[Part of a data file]
--- Start ---

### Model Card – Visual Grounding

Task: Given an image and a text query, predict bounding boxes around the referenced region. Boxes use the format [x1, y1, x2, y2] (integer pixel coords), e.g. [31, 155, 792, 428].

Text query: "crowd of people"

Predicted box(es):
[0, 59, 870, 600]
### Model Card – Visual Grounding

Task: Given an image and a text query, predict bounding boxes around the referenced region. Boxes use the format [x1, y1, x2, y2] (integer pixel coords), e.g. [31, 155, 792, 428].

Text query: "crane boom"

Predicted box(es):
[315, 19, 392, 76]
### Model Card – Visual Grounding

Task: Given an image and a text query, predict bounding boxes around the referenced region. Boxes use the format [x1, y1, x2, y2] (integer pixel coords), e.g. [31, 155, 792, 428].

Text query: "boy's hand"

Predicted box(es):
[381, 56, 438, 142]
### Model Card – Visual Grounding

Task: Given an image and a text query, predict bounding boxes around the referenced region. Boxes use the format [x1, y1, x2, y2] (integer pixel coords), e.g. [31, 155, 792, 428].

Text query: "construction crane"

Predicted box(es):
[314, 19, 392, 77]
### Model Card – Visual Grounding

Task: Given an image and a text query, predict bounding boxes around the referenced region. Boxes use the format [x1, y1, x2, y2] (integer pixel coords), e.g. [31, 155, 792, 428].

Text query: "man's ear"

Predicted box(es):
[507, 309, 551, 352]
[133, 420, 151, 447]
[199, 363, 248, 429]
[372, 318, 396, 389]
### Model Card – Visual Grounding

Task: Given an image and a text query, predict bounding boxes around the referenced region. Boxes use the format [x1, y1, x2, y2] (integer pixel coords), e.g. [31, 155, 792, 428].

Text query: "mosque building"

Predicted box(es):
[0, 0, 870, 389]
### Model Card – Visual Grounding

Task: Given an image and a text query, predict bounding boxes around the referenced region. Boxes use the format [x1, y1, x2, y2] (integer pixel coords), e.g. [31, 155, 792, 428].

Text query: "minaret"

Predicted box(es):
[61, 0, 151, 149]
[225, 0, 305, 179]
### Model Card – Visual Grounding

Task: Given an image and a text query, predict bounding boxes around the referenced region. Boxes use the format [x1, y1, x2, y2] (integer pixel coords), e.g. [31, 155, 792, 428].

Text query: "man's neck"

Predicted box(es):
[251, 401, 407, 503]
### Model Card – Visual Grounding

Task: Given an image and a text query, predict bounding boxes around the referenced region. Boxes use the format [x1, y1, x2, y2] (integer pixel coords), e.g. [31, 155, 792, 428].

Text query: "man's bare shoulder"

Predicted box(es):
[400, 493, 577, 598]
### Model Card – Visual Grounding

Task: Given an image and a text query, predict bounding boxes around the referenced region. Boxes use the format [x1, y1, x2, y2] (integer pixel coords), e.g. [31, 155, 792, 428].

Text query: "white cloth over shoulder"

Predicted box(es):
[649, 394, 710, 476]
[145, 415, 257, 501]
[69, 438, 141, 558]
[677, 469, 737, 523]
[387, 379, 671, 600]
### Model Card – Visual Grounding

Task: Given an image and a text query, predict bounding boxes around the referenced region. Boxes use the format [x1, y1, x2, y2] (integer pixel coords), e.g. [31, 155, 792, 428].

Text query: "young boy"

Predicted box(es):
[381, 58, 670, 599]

--- End ---

■ **Goal**: Please rewrite the stretch from the start of the records through the line that contains "[372, 318, 396, 389]" in full, and shift every predicted bounding box coordinate up by 45. Leave every other number as it is.

■ **Solution**:
### Model Card – Visual Grounding

Task: Given an image and a text query, predict bounding boxes around the referenced region. Boxes use the format [x1, y1, x2, y2] (integer pixel coords), e.g. [31, 155, 792, 428].

Text query: "crowd of people"

Predicted box(es):
[45, 104, 915, 645]
### Model Card – Visual Grounding

Task: Given an image and a text query, predict bounding boxes around the referenced region. Boxes use the format [x1, y1, x2, y2] (integer pixel coords), e.g. [31, 155, 792, 428].

Text query: "crane boom"

Predicted box(es):
[360, 64, 437, 121]
### Model Card – Visual Grounding

Task: Given an image and a text query, predict bounding boxes around the referenced region. Boxes use the format [x1, y1, x2, y2] (integer pixel coords), e.g. [31, 155, 792, 428].

Text query: "boy's hand"

Predicted box(es):
[426, 101, 483, 187]
### Model Card – Visual Grounding

Task: Given an image and a text query, predict bounding boxes around the referenced region. Boxes use the format [x1, y1, x2, y2] (integer pixel coords), e.g. [31, 155, 792, 428].

Text query: "construction crane"

Predicted box(es):
[359, 64, 437, 122]
### Model Card – Visual Grounding

Task: Given an image and a text query, predict bounding boxes around the referenced region. Boxes use the format [x1, y1, x2, y2] (integer pixel coords), e.g. [31, 155, 792, 428].

Text query: "man's ear"

Predicted box(es):
[552, 354, 596, 397]
[178, 465, 196, 492]
[244, 408, 293, 474]
[417, 363, 441, 434]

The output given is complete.